#### AUSGANGSTEXT:
"""

Exception-Throws würde ich übersichtshalber spätestens bei der 4. Exception zusammenfassen


----------



## Lakai (7. Jan 2010)

Vielen Dank, HLX!

Dann werde ich meine Überlegungen wohl in die Tat umsetzen!..

Außer jmd., der das hier noch liest ist komplett anderer Meinung...


----------



## jule37 (10. Jan 2010)

generell hat sich folgendes bewährt:

niemals exceptions umwandeln. das kann im schlimmsten fall dazu führen, dass man den ort, wo die exception zuerst auftrat niemals findet, wenn das projekt erstmal groß ist. außerdem, wenn z.b. eine IoException auftritt will und sollte man auch eine IoException fangen. sonst muss man jedes mal schauen, was da eigentlich los ist.

eigene exceptions nur als fachliche exceptions, die von der fachlogik ausgelöst werden

exceptions immer sofort fangen, wenn man den fehler behandeln und wieder "gutmachen" kann, ansonsten gar nicht fangen! generell behandelt die fachlogik so gut wie nie exceptions, sondern fast immer nur die ui (sonderfälle vorbehalten). wenn ein geschäftsprozess fehlschlägt, schlägt er halt fehl und die ui muss dem benutzer sagen "sorry, geht nicht, weil: darum...".

dem benutzer gegenüber die fehlerquelle zu verschleiern oder nicht ist eine designentscheidung und hängt von der zielgruppe ab. im web z.b. würde ich nur allgemeine fehlermeldungen geben ("dieser dienst ist nichtz verfügbar" o.ä.) und exakte fehlermeldungen mit stacktrace nur ins log für den admin / entwickler.

"""

#### AUFGEFÜHRTE EINTRÄGE:
"""

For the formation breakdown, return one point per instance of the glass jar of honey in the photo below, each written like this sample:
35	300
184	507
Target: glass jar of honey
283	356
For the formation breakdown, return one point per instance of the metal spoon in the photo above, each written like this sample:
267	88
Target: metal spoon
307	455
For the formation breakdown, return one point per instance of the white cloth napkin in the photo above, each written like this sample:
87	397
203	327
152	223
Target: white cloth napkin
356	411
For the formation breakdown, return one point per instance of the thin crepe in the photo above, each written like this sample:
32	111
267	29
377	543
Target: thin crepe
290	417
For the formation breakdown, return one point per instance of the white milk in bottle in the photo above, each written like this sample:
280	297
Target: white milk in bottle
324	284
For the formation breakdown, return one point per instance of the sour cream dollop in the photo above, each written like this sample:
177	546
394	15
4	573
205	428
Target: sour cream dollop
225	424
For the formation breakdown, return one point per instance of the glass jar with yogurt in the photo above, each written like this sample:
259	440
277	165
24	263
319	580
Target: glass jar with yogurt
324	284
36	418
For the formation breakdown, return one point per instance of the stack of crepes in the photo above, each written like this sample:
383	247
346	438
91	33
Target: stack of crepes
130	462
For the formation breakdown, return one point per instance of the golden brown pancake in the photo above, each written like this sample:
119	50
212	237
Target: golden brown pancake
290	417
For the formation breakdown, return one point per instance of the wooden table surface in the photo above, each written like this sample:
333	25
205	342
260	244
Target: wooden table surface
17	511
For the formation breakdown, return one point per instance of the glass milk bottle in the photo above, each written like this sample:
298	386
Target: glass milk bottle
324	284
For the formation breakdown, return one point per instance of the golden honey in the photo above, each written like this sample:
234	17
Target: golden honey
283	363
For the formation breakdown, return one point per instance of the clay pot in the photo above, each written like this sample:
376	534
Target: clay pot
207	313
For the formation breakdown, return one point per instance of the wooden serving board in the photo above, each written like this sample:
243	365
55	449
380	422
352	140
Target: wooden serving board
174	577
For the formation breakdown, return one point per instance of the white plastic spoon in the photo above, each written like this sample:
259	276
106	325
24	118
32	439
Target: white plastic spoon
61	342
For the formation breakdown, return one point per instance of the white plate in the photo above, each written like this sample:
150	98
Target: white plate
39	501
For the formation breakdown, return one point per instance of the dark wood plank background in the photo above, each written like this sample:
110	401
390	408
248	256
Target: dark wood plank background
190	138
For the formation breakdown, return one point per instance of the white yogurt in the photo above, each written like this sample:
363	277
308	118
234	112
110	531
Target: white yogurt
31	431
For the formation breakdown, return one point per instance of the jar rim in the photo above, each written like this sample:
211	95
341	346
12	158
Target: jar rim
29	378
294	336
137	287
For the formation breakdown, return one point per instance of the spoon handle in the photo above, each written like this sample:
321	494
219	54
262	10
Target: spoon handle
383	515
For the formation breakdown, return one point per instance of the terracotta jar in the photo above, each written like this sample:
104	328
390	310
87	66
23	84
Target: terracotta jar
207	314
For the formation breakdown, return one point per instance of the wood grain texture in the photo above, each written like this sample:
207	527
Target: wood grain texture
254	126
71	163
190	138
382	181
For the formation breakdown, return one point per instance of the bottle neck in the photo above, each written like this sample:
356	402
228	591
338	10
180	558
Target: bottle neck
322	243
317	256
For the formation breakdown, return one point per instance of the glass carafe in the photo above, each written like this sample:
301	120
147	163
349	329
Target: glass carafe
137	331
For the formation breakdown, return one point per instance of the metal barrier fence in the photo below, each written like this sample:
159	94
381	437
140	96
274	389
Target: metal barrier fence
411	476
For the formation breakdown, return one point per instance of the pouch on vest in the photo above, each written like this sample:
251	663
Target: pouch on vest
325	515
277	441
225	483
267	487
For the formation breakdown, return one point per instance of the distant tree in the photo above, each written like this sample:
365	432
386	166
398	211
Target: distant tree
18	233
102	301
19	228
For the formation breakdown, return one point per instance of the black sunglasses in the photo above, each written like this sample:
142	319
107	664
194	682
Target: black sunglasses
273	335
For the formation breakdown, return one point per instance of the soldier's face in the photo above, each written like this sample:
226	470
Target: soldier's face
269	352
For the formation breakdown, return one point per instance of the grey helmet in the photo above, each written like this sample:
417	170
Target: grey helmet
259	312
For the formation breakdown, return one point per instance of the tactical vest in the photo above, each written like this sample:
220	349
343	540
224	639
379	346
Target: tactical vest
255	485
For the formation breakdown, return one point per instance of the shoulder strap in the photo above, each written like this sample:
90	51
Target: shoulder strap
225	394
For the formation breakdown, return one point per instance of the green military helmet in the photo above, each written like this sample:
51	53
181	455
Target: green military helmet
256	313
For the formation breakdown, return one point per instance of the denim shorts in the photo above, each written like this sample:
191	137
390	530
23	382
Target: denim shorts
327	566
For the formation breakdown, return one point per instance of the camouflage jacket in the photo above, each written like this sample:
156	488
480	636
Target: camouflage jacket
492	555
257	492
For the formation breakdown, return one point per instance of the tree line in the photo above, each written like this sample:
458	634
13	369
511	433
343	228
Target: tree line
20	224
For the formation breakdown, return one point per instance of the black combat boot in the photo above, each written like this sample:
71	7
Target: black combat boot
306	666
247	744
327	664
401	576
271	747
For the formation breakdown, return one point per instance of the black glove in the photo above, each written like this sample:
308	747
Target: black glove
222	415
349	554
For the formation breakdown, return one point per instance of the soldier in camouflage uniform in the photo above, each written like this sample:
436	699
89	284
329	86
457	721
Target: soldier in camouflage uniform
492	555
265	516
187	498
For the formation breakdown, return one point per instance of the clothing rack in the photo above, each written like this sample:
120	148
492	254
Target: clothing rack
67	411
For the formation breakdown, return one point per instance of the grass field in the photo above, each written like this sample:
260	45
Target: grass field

"""

#### GESTELLTE AUFGABE 1:
Schreibe den Ausgangstext über den Umgang mit Exceptions vollständig und Zeichen für Zeichen ab.
#### GESTELLTE AUFGABE 2:
Gib aus den Einträgen die Zeilen von der Zeile mit „of the clothing“ bis zum Ende der Einträge unverändert wieder, beide Grenzen eingeschlossen.
Ausgangstext und Einträge sind voneinander unabhängig.

#### AUSGABE 1:
Exception-Throws würde ich übersichtshalber spätestens bei der 4. Exception zusammenfassen


----------



## Lakai (7. Jan 2010)

Vielen Dank, HLX!

Dann werde ich meine Überlegungen wohl in die Tat umsetzen!..

Außer jmd., der das hier noch liest ist komplett anderer Meinung...


----------



## jule37 (10. Jan 2010)

generell hat sich folgendes bewährt:

niemals exceptions umwandeln. das kann im schlimmsten fall dazu führen, dass man den ort, wo die exception zuerst auftrat niemals findet, wenn das projekt erstmal groß ist. außerdem, wenn z.b. eine IoException auftritt will und sollte man auch eine IoException fangen. sonst muss man jedes mal schauen, was da eigentlich los ist.

eigene exceptions nur als fachliche exceptions, die von der fachlogik ausgelöst werden

exceptions immer sofort fangen, wenn man den fehler behandeln und wieder "gutmachen" kann, ansonsten gar nicht fangen! generell behandelt die fachlogik so gut wie nie exceptions, sondern fast immer nur die ui (sonderfälle vorbehalten). wenn ein geschäftsprozess fehlschlägt, schlägt er halt fehl und die ui muss dem benutzer sagen "sorry, geht nicht, weil: darum...".

dem benutzer gegenüber die fehlerquelle zu verschleiern oder nicht ist eine designentscheidung und hängt von der zielgruppe ab. im web z.b. würde ich nur allgemeine fehlermeldungen geben ("dieser dienst ist nichtz verfügbar" o.ä.) und exakte fehlermeldungen mit stacktrace nur ins log für den admin / entwickler.

#### AUSGABE 2:
For the formation breakdown, return one point per instance of the clothing rack in the photo above, each written like this sample:
120	148
492	254
Target: clothing rack
67	411
For the formation breakdown, return one point per instance of the grass field in the photo above, each written like this sample:
260	45
Target: grass field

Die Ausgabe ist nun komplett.